WORK REQUEST:
Look through the entries below for the line that contains "rocky hillside, find", then set down that line and each one after it exactly, through the last.

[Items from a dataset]

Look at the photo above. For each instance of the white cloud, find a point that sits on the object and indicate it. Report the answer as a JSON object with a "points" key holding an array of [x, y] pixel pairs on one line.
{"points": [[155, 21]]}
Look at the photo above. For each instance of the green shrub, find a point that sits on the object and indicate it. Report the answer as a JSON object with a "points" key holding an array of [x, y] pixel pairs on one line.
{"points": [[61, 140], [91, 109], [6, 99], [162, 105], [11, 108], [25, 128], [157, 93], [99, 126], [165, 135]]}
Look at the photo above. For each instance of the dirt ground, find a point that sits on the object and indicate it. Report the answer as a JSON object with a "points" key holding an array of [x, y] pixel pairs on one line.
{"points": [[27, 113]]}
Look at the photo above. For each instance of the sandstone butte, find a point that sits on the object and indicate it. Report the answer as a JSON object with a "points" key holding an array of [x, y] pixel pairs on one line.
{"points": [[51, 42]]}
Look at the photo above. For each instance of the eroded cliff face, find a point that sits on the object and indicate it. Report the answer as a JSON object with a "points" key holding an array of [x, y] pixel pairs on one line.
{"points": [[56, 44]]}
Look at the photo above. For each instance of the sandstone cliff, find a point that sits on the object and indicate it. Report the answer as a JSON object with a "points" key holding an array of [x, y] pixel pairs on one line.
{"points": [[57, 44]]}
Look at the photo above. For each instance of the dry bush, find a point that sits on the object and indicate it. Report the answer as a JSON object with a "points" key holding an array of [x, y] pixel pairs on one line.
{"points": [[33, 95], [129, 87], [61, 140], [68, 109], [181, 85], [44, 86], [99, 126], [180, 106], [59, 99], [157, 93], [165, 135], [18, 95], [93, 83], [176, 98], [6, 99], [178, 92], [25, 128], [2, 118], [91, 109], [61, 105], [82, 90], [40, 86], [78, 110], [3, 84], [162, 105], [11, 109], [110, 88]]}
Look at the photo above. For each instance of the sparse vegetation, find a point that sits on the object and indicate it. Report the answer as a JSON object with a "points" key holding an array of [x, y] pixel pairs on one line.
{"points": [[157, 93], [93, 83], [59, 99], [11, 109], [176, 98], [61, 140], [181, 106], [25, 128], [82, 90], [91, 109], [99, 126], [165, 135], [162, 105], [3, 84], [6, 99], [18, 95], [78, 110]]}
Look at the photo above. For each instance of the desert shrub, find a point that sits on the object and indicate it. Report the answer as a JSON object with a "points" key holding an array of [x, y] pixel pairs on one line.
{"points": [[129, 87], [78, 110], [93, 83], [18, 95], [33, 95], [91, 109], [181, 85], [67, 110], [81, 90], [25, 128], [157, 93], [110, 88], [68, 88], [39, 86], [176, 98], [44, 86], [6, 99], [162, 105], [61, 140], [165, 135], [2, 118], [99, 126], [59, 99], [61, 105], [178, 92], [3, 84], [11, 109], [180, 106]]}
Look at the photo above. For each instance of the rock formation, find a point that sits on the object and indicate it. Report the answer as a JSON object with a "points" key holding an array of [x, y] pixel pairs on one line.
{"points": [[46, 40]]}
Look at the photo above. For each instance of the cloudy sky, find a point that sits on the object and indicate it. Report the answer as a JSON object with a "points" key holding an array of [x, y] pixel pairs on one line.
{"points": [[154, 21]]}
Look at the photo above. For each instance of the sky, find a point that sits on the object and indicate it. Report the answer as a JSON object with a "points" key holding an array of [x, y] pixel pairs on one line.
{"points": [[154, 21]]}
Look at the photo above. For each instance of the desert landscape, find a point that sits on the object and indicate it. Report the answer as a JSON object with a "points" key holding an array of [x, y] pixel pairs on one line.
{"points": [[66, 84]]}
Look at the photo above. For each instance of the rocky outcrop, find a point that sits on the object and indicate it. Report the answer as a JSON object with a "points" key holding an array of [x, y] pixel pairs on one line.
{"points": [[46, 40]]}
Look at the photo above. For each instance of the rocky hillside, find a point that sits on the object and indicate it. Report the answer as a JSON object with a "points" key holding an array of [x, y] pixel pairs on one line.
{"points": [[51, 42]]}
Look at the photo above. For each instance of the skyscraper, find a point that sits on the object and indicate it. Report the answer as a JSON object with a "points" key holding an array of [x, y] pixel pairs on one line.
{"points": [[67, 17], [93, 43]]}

EXPECTED OUTPUT:
Look at the photo above. For each instance of the rocky hillside, find a point that sits on the object and indicate it. Report the answer as a JSON object with a "points" key holding an array of [x, y] pixel pairs on one line.
{"points": [[51, 42]]}
Look at the photo above. For each instance of the skyscraper, find a point that sits on the object and indicate it. Report the answer as a JSON object with a "points" key holding an array of [x, y] pixel pairs on one line.
{"points": [[67, 17], [93, 43]]}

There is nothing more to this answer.